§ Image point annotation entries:
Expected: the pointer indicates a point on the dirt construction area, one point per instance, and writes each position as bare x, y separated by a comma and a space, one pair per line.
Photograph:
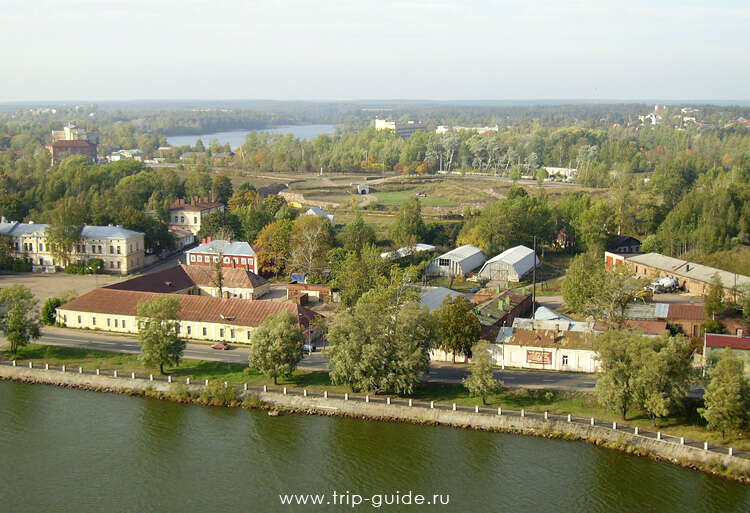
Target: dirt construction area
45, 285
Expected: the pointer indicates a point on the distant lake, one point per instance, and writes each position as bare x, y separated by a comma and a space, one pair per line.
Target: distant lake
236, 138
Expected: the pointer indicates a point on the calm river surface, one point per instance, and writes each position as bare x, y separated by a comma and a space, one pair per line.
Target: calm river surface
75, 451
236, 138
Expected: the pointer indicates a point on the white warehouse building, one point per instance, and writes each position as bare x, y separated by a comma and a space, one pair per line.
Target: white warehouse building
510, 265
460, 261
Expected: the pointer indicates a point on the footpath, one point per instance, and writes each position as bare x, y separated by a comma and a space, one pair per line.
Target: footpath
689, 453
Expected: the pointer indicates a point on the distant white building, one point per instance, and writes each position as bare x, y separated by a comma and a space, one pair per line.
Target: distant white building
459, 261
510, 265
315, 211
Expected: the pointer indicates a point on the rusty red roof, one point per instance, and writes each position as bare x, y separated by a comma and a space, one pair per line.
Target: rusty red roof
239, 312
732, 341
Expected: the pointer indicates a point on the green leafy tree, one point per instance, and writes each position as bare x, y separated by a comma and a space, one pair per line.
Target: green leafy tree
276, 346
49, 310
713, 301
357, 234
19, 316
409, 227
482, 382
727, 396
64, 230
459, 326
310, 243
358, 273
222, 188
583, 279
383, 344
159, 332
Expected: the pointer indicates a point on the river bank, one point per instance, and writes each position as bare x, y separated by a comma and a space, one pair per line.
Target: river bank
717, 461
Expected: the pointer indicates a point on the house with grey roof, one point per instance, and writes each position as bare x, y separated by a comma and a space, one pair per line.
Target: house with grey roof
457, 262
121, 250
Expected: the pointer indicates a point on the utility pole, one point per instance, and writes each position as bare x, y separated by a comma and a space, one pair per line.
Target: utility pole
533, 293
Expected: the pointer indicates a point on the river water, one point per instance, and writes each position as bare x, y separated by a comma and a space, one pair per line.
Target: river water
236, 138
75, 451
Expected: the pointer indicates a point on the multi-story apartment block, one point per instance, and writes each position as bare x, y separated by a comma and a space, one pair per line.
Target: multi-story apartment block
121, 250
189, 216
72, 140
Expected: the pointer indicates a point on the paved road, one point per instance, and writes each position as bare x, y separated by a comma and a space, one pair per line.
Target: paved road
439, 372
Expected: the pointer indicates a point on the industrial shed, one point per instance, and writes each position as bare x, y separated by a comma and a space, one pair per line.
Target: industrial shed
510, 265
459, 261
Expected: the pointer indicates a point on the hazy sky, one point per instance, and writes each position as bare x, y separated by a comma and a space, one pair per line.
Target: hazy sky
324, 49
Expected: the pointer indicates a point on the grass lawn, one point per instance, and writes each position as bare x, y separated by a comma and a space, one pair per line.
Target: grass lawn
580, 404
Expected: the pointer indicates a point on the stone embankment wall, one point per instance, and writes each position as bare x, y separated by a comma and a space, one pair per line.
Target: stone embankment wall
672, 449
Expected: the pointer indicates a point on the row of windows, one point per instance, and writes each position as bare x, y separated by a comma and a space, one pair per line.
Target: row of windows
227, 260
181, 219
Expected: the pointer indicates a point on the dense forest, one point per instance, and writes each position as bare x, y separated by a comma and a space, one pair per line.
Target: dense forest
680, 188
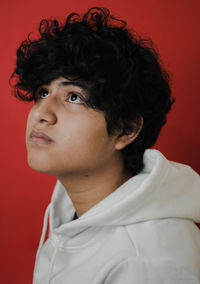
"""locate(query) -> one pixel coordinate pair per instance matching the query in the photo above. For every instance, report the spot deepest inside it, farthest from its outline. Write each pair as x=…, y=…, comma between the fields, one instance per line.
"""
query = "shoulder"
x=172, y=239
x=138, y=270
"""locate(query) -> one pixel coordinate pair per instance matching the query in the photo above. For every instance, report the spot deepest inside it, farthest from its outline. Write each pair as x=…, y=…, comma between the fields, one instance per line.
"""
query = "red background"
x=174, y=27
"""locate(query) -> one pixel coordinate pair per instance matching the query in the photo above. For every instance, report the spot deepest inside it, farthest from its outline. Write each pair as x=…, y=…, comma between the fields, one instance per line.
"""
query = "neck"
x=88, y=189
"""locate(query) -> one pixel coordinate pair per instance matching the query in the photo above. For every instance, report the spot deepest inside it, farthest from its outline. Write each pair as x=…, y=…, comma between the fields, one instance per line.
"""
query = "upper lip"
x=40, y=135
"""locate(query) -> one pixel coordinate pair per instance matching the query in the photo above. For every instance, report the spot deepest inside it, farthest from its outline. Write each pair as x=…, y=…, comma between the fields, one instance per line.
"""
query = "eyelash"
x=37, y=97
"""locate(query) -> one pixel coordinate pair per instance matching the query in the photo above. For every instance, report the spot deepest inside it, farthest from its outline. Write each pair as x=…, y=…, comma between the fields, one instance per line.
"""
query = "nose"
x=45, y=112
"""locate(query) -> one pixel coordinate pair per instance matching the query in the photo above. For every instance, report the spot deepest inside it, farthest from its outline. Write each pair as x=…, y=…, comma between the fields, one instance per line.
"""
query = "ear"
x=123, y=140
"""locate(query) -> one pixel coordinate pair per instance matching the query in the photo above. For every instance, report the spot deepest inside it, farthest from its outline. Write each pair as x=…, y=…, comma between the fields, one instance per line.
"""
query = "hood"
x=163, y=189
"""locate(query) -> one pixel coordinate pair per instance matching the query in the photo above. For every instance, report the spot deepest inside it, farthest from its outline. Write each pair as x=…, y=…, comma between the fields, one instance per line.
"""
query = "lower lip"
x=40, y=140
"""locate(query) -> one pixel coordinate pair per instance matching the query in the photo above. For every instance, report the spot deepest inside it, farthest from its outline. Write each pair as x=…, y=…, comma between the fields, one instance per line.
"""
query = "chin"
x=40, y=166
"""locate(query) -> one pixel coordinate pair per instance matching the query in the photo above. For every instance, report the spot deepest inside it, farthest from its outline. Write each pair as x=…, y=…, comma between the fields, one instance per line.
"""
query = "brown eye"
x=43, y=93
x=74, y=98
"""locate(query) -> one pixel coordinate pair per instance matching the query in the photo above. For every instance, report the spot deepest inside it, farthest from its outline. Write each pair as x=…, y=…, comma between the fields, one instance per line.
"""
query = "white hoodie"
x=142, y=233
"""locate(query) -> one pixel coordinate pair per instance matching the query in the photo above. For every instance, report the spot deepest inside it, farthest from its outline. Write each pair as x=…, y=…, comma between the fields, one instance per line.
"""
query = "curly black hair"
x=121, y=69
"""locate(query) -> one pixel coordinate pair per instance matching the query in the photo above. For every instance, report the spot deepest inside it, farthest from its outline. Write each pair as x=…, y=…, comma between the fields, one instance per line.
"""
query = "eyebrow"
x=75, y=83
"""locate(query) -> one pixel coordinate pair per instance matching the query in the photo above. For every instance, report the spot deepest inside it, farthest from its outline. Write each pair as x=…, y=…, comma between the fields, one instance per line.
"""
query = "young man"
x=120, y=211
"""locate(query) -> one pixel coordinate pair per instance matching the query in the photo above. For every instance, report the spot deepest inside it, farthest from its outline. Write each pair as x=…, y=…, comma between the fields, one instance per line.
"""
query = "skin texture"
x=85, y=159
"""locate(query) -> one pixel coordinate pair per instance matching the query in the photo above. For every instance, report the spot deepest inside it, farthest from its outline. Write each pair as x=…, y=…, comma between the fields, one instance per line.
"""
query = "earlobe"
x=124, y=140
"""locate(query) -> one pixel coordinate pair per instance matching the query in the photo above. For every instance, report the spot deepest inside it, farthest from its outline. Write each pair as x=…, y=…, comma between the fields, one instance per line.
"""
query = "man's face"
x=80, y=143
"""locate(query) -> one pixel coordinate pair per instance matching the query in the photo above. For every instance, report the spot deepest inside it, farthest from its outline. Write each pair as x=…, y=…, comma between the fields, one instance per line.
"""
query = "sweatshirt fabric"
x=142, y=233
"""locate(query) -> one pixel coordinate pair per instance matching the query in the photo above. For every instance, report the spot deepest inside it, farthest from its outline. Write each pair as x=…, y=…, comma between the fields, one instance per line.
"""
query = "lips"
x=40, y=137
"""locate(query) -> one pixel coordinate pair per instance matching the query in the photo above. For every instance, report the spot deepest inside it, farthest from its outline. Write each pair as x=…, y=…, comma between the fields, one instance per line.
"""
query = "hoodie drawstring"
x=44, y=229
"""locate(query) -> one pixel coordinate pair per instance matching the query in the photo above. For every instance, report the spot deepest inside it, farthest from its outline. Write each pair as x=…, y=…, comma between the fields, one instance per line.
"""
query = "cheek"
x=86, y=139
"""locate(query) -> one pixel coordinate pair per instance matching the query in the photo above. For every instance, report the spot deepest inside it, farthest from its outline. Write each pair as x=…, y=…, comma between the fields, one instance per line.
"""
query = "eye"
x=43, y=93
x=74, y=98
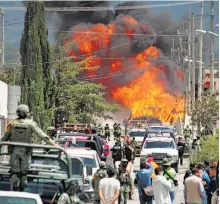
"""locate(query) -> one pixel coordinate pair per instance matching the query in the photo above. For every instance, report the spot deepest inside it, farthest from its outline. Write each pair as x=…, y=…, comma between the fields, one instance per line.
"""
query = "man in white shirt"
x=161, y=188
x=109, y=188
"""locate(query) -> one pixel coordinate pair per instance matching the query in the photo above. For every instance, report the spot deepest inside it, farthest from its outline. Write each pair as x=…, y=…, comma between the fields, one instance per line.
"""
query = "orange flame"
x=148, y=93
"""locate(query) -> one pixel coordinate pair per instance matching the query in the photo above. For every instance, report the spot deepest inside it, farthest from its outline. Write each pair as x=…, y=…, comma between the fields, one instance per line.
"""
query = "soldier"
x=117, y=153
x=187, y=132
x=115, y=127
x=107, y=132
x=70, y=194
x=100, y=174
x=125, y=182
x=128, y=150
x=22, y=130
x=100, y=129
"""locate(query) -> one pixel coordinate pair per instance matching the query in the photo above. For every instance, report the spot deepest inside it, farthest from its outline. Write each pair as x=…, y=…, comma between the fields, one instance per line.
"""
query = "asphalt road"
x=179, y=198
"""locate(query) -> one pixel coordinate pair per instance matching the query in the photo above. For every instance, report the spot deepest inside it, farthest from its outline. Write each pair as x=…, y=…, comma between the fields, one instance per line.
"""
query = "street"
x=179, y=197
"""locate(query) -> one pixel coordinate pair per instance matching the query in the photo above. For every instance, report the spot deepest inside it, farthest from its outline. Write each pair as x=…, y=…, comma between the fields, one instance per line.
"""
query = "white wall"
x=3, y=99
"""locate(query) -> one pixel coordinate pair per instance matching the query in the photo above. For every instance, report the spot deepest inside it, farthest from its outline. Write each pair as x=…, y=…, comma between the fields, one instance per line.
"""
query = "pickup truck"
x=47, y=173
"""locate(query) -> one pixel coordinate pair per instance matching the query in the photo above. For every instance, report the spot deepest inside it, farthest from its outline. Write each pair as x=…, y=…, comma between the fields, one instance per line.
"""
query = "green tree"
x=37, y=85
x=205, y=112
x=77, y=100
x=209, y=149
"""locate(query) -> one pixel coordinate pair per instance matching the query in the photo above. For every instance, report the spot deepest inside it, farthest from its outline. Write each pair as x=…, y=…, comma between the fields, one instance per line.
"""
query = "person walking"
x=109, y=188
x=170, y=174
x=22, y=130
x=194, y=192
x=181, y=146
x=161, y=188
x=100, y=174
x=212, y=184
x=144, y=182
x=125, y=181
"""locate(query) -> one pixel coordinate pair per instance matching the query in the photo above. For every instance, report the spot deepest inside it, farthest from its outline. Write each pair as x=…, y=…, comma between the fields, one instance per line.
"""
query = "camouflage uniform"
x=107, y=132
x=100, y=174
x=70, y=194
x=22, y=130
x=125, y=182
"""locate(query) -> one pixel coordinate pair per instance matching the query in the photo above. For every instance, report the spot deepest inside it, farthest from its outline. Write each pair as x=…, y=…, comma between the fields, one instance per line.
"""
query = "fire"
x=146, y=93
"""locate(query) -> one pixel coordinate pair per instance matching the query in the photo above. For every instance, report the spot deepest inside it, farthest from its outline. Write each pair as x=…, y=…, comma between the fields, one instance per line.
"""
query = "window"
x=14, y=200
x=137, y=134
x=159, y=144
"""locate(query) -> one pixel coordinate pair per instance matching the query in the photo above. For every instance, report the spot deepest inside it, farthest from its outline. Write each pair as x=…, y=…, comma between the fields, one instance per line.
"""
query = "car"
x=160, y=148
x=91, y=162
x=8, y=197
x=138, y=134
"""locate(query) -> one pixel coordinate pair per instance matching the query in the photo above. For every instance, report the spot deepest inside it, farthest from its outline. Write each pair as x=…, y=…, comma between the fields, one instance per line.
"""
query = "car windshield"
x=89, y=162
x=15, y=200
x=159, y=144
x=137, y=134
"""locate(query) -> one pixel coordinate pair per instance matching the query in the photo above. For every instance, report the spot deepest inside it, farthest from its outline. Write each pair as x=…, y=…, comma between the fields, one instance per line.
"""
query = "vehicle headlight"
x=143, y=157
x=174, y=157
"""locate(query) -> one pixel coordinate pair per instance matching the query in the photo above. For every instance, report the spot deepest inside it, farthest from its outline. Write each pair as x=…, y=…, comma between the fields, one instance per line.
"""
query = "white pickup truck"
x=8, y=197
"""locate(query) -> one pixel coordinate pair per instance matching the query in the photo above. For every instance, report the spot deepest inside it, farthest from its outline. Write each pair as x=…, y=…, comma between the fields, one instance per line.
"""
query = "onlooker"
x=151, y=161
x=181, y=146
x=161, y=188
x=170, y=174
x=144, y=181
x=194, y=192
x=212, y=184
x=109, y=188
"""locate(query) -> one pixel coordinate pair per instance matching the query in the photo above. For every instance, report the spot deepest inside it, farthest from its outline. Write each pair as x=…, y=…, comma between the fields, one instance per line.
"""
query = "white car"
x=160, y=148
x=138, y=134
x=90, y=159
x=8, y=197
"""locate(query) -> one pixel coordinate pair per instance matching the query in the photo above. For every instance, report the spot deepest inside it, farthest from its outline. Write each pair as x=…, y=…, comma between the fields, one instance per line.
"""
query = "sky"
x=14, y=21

§ Problem:
Please pull out each line of the records that contains the string "pickup", treating uppercase and lowercase as different.

§ The result:
query = "pickup truck"
query = "white pickup truck"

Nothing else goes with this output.